-- 抽出テキスト --
========================================================================

しかしながら,大統領選挙との関連では,民主党のカーター候補(当時)が「開かれた外交」の提唱,外交における道義性の重視,核拡散防止等を公約に掲げたことから,これらが米国の外交政策の分野で新たな論議を呼んだ年でもあつた。また,11月の選挙でカーター氏が勝利をおさめ,翌77年1月の新政権発足に伴いヴァンス新国務長官が就任するに至つて,過去8年間にわたり米国の外交の基調であつたキッシンジャー外交の時代は終りをつげた。
(ロ) 76年の米外交の主要な動きを地域別にみると,まず同盟国との関係では6月27日及び28日の両日フォード大統領の提唱によりプエルト・リコで第2回主要国首脳会議が開催され,日本,米国,フランス,西独,英国,イタリア及びカナダの7カ国の首脳が一堂に会して,世界経済が直面する諸問題につき意見交換を行うとともに,先進民主主義国間の協調関係を確認した。また,77年1月,カーター氏が新大統領に就任してからは,同大統領のかねてからの持論であつた友好国重視政策の第一歩として,就任直後の1月23日から2月1日こかけてモンデール副大統領をベルギー,西独,イタリア,英国,フランス及び日本の6カ国に派遣し,これら諸国との緊密な協調関係を確認するとともに,5月に開催の運びとなつた主要国首脳会議のイニシアチヴをとつた。

========================================================================

-- データセット抜粋 --
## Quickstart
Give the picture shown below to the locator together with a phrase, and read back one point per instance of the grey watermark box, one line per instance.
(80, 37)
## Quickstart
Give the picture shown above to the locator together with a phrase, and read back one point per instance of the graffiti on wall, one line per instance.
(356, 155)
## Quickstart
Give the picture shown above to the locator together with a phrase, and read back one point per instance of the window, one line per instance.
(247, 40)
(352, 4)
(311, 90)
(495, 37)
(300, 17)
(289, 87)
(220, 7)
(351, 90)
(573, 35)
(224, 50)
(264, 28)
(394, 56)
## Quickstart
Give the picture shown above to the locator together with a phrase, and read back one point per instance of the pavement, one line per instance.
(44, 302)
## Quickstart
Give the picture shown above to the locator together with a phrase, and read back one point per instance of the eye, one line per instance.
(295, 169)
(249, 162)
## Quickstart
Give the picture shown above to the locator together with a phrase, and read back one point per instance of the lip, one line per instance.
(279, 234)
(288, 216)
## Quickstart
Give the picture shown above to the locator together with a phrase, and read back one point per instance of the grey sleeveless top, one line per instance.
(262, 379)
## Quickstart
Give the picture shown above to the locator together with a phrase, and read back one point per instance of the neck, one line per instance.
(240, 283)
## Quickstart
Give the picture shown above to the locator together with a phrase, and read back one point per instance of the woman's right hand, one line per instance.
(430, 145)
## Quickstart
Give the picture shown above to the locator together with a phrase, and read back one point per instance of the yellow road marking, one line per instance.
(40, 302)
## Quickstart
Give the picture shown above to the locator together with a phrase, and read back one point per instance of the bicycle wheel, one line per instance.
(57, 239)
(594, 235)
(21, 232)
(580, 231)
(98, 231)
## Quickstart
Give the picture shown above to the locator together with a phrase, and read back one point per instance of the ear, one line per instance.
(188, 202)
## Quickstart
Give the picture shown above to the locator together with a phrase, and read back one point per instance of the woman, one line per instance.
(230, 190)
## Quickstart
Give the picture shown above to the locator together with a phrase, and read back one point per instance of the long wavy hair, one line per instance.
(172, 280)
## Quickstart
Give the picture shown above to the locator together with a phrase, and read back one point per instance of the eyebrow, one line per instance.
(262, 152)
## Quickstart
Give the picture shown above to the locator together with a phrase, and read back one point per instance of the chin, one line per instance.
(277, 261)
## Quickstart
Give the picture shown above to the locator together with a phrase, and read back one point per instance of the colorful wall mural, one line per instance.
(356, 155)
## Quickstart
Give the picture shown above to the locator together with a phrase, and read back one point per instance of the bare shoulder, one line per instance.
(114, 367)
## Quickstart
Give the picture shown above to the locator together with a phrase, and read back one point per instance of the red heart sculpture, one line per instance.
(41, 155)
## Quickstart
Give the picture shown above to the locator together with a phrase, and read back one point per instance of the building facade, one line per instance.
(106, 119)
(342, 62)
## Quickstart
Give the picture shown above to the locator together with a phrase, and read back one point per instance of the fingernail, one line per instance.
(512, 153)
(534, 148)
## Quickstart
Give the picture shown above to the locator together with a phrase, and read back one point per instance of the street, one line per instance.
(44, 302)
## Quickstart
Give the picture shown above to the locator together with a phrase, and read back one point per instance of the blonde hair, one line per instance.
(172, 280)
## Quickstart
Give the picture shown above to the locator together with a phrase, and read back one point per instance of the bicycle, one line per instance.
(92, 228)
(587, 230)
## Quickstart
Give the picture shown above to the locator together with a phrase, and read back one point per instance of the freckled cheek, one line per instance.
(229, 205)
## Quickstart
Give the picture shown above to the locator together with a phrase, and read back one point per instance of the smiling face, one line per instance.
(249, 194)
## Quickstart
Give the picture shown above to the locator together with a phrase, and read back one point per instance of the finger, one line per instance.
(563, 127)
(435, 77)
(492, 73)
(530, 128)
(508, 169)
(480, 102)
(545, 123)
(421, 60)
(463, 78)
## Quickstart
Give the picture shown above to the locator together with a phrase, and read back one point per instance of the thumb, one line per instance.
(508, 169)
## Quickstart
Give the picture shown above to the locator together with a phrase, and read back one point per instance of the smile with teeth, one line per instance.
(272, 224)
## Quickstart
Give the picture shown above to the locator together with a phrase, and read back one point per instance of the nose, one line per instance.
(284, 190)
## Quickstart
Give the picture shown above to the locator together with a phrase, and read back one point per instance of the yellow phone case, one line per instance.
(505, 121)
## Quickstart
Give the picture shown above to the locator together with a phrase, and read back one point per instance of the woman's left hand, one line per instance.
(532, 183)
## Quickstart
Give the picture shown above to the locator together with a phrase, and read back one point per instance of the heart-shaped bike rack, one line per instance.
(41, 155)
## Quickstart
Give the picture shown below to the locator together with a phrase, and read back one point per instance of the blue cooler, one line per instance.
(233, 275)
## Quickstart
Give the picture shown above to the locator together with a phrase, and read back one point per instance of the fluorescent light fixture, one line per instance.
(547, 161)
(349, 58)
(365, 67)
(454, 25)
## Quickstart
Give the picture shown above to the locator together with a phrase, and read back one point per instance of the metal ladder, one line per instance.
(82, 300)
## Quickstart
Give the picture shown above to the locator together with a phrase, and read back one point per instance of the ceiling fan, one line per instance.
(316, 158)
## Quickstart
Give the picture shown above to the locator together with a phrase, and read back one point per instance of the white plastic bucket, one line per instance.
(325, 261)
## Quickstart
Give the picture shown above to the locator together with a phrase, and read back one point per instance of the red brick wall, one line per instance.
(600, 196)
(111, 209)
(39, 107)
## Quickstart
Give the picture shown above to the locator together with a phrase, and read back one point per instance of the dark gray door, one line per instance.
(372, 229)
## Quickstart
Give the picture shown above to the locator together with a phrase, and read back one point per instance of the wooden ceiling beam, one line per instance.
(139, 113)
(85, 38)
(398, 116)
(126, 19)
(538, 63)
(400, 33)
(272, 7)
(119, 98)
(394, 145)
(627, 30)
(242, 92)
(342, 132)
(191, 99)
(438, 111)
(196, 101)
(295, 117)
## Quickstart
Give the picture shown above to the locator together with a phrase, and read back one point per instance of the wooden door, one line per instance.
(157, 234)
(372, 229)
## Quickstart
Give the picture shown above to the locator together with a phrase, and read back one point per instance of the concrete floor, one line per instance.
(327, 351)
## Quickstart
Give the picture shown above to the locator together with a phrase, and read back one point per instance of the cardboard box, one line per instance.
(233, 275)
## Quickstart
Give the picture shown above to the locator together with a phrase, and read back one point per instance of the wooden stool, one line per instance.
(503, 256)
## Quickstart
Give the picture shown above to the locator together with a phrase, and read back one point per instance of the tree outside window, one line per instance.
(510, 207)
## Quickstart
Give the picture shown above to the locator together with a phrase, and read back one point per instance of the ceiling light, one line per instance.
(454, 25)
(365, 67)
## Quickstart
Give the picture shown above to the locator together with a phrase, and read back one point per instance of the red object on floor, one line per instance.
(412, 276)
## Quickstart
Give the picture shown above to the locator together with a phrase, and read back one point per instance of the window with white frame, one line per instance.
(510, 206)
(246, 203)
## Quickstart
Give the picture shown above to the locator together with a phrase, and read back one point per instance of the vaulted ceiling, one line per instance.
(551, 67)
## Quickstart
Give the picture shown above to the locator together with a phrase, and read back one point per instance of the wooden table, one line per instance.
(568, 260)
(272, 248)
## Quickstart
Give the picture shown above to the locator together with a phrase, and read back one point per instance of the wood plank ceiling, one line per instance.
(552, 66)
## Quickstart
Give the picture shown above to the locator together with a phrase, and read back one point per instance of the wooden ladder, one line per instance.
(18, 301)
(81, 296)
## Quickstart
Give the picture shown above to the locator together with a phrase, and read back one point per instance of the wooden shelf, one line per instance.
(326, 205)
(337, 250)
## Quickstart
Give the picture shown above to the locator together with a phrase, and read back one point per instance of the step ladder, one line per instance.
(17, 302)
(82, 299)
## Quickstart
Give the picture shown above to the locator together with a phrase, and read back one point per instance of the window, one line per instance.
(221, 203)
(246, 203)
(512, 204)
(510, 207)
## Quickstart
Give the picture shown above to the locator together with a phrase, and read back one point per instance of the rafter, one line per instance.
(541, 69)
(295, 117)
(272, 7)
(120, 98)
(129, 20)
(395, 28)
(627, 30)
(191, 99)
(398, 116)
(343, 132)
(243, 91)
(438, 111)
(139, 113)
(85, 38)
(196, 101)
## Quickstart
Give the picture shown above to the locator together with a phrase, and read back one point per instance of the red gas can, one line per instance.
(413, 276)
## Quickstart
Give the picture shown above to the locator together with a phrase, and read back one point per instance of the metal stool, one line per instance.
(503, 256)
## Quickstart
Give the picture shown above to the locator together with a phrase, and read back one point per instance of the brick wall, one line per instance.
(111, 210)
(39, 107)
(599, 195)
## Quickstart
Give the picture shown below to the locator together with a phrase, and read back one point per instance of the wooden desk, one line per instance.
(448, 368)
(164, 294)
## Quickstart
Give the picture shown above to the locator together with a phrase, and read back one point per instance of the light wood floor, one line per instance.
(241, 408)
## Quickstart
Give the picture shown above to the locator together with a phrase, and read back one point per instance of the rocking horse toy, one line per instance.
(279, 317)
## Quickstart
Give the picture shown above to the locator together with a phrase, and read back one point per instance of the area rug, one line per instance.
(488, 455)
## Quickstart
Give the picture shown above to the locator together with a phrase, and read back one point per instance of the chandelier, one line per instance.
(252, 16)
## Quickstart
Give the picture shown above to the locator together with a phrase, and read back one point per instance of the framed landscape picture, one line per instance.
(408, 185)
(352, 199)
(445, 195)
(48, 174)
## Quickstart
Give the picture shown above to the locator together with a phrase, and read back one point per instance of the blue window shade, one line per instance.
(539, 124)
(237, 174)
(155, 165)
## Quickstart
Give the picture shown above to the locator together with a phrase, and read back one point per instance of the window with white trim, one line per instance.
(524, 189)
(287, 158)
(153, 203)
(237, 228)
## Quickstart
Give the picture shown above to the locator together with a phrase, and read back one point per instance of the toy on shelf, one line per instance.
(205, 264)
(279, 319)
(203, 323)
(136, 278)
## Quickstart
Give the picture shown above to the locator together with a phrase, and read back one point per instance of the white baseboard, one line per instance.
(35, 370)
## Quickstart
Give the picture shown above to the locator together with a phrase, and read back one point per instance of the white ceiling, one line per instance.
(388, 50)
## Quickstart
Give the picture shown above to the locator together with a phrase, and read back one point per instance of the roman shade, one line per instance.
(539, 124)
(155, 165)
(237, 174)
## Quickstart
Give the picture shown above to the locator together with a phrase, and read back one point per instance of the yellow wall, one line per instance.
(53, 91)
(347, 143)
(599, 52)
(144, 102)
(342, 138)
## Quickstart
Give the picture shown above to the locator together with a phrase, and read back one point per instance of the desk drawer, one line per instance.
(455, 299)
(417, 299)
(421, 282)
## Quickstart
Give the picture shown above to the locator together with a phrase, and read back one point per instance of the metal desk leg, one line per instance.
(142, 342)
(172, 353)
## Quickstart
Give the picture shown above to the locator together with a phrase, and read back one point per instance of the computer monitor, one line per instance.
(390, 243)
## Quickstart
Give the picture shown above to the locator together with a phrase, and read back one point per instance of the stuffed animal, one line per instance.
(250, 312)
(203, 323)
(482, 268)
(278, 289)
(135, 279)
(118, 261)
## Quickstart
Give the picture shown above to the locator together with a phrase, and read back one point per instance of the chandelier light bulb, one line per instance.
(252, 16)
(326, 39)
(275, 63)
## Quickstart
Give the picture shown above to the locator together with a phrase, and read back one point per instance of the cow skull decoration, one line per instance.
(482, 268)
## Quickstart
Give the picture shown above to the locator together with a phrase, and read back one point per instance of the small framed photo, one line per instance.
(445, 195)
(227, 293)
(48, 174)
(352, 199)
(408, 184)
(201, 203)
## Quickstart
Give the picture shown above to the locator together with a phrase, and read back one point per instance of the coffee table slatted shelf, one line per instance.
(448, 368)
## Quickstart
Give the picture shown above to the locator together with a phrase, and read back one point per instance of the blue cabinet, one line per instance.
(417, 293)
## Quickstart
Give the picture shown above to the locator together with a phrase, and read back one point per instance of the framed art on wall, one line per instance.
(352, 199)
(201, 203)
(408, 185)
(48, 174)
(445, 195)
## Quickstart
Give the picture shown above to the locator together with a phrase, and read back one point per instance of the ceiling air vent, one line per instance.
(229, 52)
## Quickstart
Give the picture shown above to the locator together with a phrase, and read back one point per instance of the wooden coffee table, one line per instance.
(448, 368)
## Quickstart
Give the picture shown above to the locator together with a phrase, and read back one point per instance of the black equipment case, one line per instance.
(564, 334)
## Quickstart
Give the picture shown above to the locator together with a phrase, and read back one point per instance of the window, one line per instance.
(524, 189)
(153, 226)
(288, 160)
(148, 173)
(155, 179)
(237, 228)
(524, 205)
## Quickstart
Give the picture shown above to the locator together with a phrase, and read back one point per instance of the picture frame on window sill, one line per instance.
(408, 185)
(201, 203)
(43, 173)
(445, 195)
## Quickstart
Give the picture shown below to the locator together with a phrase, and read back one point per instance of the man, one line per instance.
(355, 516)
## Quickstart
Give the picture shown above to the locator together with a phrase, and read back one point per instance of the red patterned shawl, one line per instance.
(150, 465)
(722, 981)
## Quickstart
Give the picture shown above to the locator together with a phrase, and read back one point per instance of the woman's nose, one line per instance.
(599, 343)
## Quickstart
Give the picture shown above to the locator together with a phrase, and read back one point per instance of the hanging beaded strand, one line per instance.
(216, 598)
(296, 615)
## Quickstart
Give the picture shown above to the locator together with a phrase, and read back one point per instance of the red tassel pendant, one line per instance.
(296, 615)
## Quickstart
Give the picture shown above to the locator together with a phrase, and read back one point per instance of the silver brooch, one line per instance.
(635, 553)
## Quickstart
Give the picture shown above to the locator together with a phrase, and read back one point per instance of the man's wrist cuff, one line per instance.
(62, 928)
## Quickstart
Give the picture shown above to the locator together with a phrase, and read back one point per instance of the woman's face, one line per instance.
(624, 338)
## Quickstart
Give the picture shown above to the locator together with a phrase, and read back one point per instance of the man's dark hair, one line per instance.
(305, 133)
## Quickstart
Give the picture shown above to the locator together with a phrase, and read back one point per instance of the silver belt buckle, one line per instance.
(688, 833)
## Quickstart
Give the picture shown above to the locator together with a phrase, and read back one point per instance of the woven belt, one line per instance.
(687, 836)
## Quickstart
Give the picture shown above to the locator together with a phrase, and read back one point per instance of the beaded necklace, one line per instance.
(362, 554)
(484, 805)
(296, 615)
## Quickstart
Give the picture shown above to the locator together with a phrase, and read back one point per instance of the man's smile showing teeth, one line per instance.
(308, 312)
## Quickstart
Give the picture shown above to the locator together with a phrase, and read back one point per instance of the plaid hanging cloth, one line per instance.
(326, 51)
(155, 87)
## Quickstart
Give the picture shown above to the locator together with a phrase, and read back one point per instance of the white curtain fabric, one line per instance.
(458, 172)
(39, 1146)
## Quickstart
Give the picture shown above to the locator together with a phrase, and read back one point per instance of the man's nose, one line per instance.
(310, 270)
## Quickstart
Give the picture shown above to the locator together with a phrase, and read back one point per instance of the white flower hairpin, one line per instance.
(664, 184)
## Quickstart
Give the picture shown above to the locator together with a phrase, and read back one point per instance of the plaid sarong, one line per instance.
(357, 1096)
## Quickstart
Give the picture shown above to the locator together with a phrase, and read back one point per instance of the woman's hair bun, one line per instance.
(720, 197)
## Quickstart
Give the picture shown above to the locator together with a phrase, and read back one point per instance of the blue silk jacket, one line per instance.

========================================================================

-- 課題の指示 --
1976年の米国外交を扱った文章を、最後の文の後から書き継いでください。

-- 課題への回答 --
ソ連との関係では,76年1月20日から23日までキッシンジャー国務長官がモスクワを訪問し,ブレジネフ書記長やグロムイコ外相と会談したのを始め,SALT II交渉打開のために様々な努力が払われたが,依然として米国の巡航ミサイルとソ連の戦略爆撃機バックファイアの取扱いをめぐつて折り合いがつかなかつた。またカーター新政権発足後の77年3月26日から同31日にかけては,ヴァンス新国務長官がモスクワを訪問し,SALT II交渉の打開に努力したが,格別の進展は見られなかつた。なお,本件SALT II交渉のほかに,カーター新政権発足後は,大統領がソ連の反体制学者サハロフ氏らの動きを支援する態度を示唆したこと等もあり,同大統領の人権重視政策が米ソ間の新たな摩擦の要素となりつつあると言われる。
76年の米中関係は,2月にニクソン前大統領,7月にスコット上院議員,9月にシュレジンジャー元国防長官,同じく9月にマンスフィールド上院議員及び11月にカーティス上院議員を団長とする上院議員団が,それぞれ中国を訪問する等の動きはあつたが,大統領選挙及び中国における毛沢東主席・周恩来首相の死去と,その後の中国国内情勢を反映して,実質的進展はみられなかつた。しかし,米国としては,カーター政権下においても上海コミュニケに基づいて米中関係を改善していくという基本姿勢には変更はないものと見られる。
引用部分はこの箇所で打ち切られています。